- **EXERCISE DETAILS**: Render every line of the entries below as a JSON list of strings, one string per line, leaving out blank lines and the pictures.
## begin
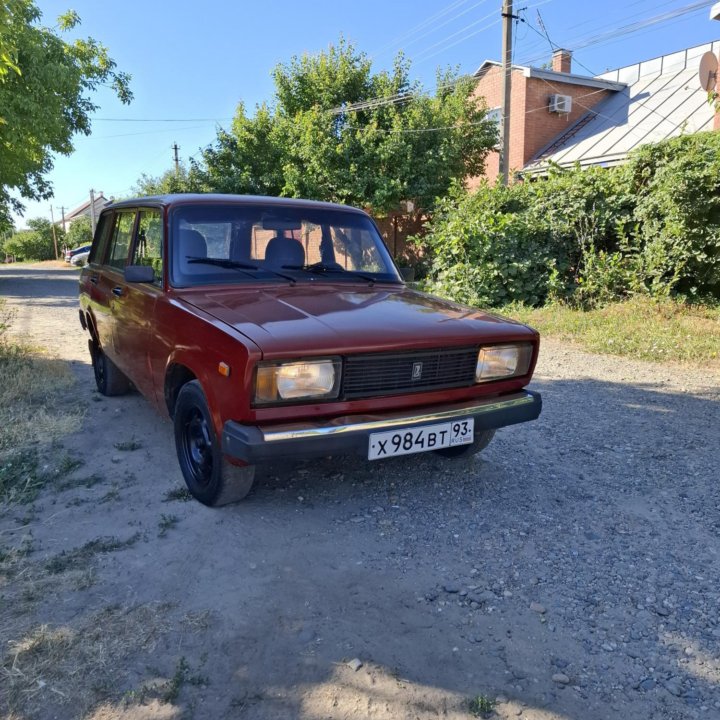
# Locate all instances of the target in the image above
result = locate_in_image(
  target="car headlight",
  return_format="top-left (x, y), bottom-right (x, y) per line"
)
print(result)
top-left (475, 343), bottom-right (532, 382)
top-left (255, 358), bottom-right (340, 405)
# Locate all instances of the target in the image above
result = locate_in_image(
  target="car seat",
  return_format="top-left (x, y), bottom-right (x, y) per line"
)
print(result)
top-left (178, 229), bottom-right (207, 275)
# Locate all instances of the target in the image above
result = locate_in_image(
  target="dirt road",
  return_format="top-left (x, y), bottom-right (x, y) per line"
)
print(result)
top-left (0, 267), bottom-right (720, 720)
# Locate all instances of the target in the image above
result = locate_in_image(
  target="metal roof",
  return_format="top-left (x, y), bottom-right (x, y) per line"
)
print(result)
top-left (473, 60), bottom-right (625, 90)
top-left (524, 41), bottom-right (720, 174)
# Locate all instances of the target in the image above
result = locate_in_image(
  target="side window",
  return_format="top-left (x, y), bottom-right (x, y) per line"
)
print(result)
top-left (133, 210), bottom-right (163, 285)
top-left (107, 211), bottom-right (135, 270)
top-left (88, 212), bottom-right (113, 263)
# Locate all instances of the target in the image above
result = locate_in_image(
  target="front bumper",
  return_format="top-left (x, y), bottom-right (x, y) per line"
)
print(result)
top-left (222, 390), bottom-right (542, 465)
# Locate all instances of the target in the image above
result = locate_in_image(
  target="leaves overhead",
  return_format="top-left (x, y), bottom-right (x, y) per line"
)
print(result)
top-left (0, 0), bottom-right (132, 226)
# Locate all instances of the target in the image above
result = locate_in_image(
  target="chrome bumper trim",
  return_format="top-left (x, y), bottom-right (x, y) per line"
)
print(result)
top-left (260, 392), bottom-right (536, 443)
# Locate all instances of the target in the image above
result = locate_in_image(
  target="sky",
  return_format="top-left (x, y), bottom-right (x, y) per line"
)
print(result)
top-left (11, 0), bottom-right (720, 227)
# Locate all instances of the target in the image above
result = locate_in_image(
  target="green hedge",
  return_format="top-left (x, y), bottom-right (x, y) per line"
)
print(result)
top-left (416, 133), bottom-right (720, 307)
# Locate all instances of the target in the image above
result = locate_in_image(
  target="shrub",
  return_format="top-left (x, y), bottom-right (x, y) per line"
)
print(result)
top-left (421, 133), bottom-right (720, 308)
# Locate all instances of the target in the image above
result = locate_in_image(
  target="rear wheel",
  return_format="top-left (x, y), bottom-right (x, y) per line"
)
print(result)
top-left (434, 430), bottom-right (495, 458)
top-left (174, 380), bottom-right (255, 506)
top-left (88, 340), bottom-right (130, 396)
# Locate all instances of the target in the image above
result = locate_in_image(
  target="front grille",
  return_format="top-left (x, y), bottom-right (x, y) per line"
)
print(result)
top-left (341, 346), bottom-right (478, 400)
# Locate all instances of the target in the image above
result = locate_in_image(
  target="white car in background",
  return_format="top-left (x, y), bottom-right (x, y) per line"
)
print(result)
top-left (70, 250), bottom-right (90, 267)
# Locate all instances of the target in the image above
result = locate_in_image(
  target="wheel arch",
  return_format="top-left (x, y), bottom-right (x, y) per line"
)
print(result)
top-left (164, 362), bottom-right (198, 417)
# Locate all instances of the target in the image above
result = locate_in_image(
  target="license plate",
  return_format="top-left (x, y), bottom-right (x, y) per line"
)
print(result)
top-left (368, 418), bottom-right (475, 460)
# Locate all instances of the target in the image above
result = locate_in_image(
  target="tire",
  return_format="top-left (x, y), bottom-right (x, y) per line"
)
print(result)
## end
- **TASK SOLUTION**:
[
  "# Locate all instances of the target in the image above",
  "result = locate_in_image(",
  "  target=\"car headlight\",",
  "  return_format=\"top-left (x, y), bottom-right (x, y) per line\"",
  ")",
  "print(result)",
  "top-left (475, 343), bottom-right (532, 382)",
  "top-left (255, 358), bottom-right (340, 405)",
  "# Locate all instances of the target in the image above",
  "result = locate_in_image(",
  "  target=\"car seat\",",
  "  return_format=\"top-left (x, y), bottom-right (x, y) per line\"",
  ")",
  "print(result)",
  "top-left (178, 229), bottom-right (207, 275)",
  "# Locate all instances of the target in the image above",
  "result = locate_in_image(",
  "  target=\"dirt road\",",
  "  return_format=\"top-left (x, y), bottom-right (x, y) per line\"",
  ")",
  "print(result)",
  "top-left (0, 267), bottom-right (720, 720)",
  "# Locate all instances of the target in the image above",
  "result = locate_in_image(",
  "  target=\"metal roof\",",
  "  return_format=\"top-left (x, y), bottom-right (x, y) per line\"",
  ")",
  "print(result)",
  "top-left (473, 60), bottom-right (625, 90)",
  "top-left (524, 41), bottom-right (720, 174)",
  "# Locate all instances of the target in the image above",
  "result = locate_in_image(",
  "  target=\"side window\",",
  "  return_format=\"top-left (x, y), bottom-right (x, y) per line\"",
  ")",
  "print(result)",
  "top-left (133, 210), bottom-right (163, 285)",
  "top-left (107, 211), bottom-right (135, 270)",
  "top-left (88, 212), bottom-right (113, 263)",
  "# Locate all instances of the target in the image above",
  "result = locate_in_image(",
  "  target=\"front bumper\",",
  "  return_format=\"top-left (x, y), bottom-right (x, y) per line\"",
  ")",
  "print(result)",
  "top-left (222, 390), bottom-right (542, 465)",
  "# Locate all instances of the target in the image above",
  "result = locate_in_image(",
  "  target=\"leaves overhead\",",
  "  return_format=\"top-left (x, y), bottom-right (x, y) per line\"",
  ")",
  "print(result)",
  "top-left (0, 0), bottom-right (132, 226)",
  "# Locate all instances of the target in the image above",
  "result = locate_in_image(",
  "  target=\"chrome bumper trim\",",
  "  return_format=\"top-left (x, y), bottom-right (x, y) per line\"",
  ")",
  "print(result)",
  "top-left (260, 392), bottom-right (536, 443)",
  "# Locate all instances of the target in the image above",
  "result = locate_in_image(",
  "  target=\"sky\",",
  "  return_format=\"top-left (x, y), bottom-right (x, y) per line\"",
  ")",
  "print(result)",
  "top-left (11, 0), bottom-right (720, 227)",
  "# Locate all instances of the target in the image above",
  "result = locate_in_image(",
  "  target=\"green hedge\",",
  "  return_format=\"top-left (x, y), bottom-right (x, y) per line\"",
  ")",
  "print(result)",
  "top-left (416, 133), bottom-right (720, 307)",
  "# Locate all instances of the target in the image above",
  "result = locate_in_image(",
  "  target=\"shrub\",",
  "  return_format=\"top-left (x, y), bottom-right (x, y) per line\"",
  ")",
  "print(result)",
  "top-left (421, 133), bottom-right (720, 308)",
  "# Locate all instances of the target in the image above",
  "result = locate_in_image(",
  "  target=\"rear wheel\",",
  "  return_format=\"top-left (x, y), bottom-right (x, y) per line\"",
  ")",
  "print(result)",
  "top-left (434, 430), bottom-right (495, 458)",
  "top-left (174, 380), bottom-right (255, 506)",
  "top-left (88, 340), bottom-right (130, 396)",
  "# Locate all instances of the target in the image above",
  "result = locate_in_image(",
  "  target=\"front grille\",",
  "  return_format=\"top-left (x, y), bottom-right (x, y) per line\"",
  ")",
  "print(result)",
  "top-left (341, 346), bottom-right (478, 400)",
  "# Locate all instances of the target in the image above",
  "result = locate_in_image(",
  "  target=\"white car in background\",",
  "  return_format=\"top-left (x, y), bottom-right (x, y) per line\"",
  ")",
  "print(result)",
  "top-left (70, 250), bottom-right (90, 267)",
  "# Locate all instances of the target in the image above",
  "result = locate_in_image(",
  "  target=\"wheel arch\",",
  "  return_format=\"top-left (x, y), bottom-right (x, y) per line\"",
  ")",
  "print(result)",
  "top-left (164, 362), bottom-right (198, 417)",
  "# Locate all instances of the target in the image above",
  "result = locate_in_image(",
  "  target=\"license plate\",",
  "  return_format=\"top-left (x, y), bottom-right (x, y) per line\"",
  ")",
  "print(result)",
  "top-left (368, 418), bottom-right (475, 460)",
  "# Locate all instances of the target in the image above",
  "result = locate_in_image(",
  "  target=\"tire\",",
  "  return_format=\"top-left (x, y), bottom-right (x, y) per line\"",
  ")",
  "print(result)"
]